For each statement, decide whether it agrees with the World Prem Day post below. Answer yes or no, and quote the deciding words of the post.
(a) The writer's babies were born at 32 weeks.
(b) The premature birth came as a complete surprise to the writer.
(c) Starting from 28 weeks, the writer read about premature babies every week.

TEXT PASSAGE: Begin

Nov 17, 2015

World Prem Day


Today it’s World Prem Day!!

 

I just cannot think it was just 4 years ago when I was the prem mommy with two 32 weeks  prems in NICU

Mostly to have prems is abit of a shock. But in our case we knew suro-sus was too small to go to the end. So there was this change of having prems.

And then things were  about to change from 28 weeks….so weekly I was reading up about prems. To be prepare!.

I remember how I weekly call Luv to show him pictures of 28 weeks, next  week 29 prems…….and every week was this HUGE milestone if they where  still save inside!!. It defiantly help with  the prem shock to come.

But in my case with every baby I lost and all the dramas to just get a baby, I think certain feelings just get cut off! And seeing my twins dying in my hand. All I want was a baby who is alive!!

TEXT PASSAGE: End
PROVIDED INFORMATION: Begin

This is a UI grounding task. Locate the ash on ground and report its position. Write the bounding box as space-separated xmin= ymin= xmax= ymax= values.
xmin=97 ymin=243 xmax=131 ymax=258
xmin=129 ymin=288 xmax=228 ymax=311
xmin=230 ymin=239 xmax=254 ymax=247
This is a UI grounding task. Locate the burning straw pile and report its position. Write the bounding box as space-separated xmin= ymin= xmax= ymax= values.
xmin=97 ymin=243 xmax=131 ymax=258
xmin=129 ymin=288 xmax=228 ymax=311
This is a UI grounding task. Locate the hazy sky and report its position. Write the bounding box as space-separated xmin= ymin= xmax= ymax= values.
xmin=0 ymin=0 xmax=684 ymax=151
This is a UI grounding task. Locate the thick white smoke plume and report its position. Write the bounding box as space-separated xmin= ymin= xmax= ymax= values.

PROVIDED INFORMATION: End

#### SOLUTION TO THIS TASK:
(a) Yes: "when I was the prem mommy with two 32 weeks"
(b) No: "in our case we knew suro-sus was too small to go to the end"
(c) Yes: "so weekly I was reading up about prems"